### 页面正文
简单介绍思路,先把所有点按x坐标从小到大排好序,然后取中间点分成2份,分别求出左右两份里的最小值,最近点对可以在左边,在右边,或者横跨两部分,前面两者很好求,关键是第三者,设由前两者求出的最小值为x,那么我们可以找出横坐标距mid点在x之内的点,然后求出最小距离,进一步优化,我们可以把这些进行y坐标排序,如果对于当前i和j两个点,他们纵坐标距离已经大于等于x了,那么显然不是最近距离了(最好情况是x坐标相同,但这时也没有缩短最小距离)


#include<map>
#include<set>
#include<list>
#include<stack>
#include<queue>
#include<vector>
#include<cmath>
#include<cstdio>
#include<cstring>
#include<iostream>
#include<algorithm>

using namespace std;

typedef struct
{
    double x, y;
}point;
point node[100100];
int pos[100100];

int cmpx(point a, point b)
{
    return a.x < b.x;
}

int cmpy(int a, int b)
{
    return node[a].y < node[b].y;
}

double dist(point a, point b)

取自数据集的记录
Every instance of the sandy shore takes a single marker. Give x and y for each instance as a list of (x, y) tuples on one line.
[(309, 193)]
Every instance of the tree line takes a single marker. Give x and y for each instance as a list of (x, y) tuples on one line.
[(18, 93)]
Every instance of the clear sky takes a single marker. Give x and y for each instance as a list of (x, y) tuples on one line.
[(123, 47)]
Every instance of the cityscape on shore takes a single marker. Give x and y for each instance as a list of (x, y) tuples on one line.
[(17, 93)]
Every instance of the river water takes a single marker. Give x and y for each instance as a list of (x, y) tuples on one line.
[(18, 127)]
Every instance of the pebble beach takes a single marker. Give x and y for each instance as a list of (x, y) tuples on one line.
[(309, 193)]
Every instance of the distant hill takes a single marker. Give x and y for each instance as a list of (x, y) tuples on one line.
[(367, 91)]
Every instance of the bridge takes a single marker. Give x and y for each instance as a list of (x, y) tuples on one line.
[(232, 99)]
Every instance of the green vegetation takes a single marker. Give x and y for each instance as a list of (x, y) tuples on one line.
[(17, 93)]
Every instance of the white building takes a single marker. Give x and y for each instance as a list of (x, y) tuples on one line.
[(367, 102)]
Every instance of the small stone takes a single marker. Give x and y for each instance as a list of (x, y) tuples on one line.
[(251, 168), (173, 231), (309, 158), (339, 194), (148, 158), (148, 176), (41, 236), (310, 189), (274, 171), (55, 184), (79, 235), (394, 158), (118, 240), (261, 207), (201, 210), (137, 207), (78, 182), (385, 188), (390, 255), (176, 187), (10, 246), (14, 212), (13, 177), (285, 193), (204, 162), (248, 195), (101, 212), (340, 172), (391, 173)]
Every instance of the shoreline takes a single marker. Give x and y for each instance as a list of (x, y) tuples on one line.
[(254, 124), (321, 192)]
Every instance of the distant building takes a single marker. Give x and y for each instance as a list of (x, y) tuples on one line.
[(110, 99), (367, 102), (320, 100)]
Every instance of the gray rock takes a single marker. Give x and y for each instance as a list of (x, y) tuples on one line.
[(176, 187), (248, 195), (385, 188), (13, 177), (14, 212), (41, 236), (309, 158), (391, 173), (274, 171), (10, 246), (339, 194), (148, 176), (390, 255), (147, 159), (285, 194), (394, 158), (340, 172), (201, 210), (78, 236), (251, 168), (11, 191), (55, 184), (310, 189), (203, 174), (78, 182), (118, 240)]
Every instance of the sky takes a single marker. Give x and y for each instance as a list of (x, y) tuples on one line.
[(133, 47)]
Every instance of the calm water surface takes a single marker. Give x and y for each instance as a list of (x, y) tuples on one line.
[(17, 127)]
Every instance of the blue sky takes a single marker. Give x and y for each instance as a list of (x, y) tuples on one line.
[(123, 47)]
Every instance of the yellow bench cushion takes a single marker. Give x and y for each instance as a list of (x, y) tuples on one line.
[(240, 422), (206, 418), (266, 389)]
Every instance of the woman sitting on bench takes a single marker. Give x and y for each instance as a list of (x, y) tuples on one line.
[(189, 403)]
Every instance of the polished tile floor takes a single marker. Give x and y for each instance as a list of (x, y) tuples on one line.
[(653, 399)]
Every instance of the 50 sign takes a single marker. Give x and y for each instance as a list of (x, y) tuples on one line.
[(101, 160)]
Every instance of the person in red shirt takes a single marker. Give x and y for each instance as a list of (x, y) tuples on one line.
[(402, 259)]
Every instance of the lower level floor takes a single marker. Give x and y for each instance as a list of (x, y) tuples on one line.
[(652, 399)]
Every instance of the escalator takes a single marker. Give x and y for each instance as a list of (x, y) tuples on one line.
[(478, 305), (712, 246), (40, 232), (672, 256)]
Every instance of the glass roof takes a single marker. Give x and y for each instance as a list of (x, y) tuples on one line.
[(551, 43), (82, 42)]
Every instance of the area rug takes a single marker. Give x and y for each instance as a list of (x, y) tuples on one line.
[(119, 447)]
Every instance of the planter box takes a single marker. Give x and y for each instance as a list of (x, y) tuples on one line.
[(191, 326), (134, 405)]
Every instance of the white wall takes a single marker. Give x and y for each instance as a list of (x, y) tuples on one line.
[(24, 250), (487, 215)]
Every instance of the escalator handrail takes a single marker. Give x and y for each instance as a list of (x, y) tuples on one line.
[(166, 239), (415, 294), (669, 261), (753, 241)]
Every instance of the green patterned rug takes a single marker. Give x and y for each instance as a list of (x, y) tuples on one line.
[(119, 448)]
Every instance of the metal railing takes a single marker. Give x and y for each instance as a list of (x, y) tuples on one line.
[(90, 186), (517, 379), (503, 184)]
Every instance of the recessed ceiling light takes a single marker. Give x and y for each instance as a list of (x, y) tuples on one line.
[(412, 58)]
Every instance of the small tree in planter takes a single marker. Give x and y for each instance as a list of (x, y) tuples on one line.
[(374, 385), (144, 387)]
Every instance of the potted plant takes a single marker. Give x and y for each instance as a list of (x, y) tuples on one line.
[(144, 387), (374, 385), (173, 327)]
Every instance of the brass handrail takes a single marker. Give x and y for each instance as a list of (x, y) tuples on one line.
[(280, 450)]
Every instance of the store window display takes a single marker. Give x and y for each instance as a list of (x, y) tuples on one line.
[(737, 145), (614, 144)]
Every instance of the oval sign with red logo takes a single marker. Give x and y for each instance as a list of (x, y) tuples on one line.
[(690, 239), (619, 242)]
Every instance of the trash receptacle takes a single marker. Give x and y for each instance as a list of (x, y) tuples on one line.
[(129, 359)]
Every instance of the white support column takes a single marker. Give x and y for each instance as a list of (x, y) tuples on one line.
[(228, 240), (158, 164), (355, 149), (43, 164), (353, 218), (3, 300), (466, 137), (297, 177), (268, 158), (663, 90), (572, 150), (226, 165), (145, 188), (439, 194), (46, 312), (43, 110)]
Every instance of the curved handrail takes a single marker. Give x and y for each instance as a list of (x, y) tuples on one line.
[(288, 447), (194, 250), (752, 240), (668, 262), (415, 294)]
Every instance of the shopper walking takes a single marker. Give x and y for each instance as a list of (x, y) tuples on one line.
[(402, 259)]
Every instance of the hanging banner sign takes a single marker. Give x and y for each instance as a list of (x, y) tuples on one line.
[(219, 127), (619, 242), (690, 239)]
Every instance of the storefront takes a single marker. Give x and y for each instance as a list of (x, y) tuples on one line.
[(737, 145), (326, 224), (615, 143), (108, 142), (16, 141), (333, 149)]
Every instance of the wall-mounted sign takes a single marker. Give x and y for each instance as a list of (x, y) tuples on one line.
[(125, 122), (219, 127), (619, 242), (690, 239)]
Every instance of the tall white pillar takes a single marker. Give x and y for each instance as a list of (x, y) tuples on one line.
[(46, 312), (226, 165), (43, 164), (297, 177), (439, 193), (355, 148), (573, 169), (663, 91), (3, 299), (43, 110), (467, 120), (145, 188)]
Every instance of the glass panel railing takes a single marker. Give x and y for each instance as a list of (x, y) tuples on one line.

### 待解问题
1. 根据最近点对的那段说明,分成两份之前要先把所有点按什么排好序?
2. 请接着最近点对的那段说明,从它停下的地方写下去。

### 逐题解答
1. 按x坐标从小到大排序。

2.
{
    return sqrt((double)(a.x - b.x) * (a.x - b.x) + (a.y - b.y) * (a.y - b.y));
}

double min(double a, double b)
{
    return a < b ? a : b;
}

double min_distance(int low, int high)
{
    //2个点
    if(low == high - 1)
        return dist(node[low], node[high]);
    if(low == high - 2)
        return min(dist(node[low], node[low + 1]), min( dist(node[low], node[high]), dist(node[low + 1], node[high])) );
    int mid = (low + high) >> 1;
    double cur_closed = min( min_distance(low, mid), min_distance(mid + 1, high) );
    int cnt = 0;
    for(int i = low; i <= high; i++)
    {
        if(node[mid].x - cur_closed <= node[i].x && node[mid].x + cur_closed >= node[i].x)
        {
            pos[cnt++] = i;
        }
    }
    sort(pos, pos + cnt, cmpy);
    for(int i = 0; i < cnt; i++)
    {
        for(int j = i + 1; j < cnt; j++)
        {
            if(node[pos[j]].y - node[pos[i]].y >= cur_closed)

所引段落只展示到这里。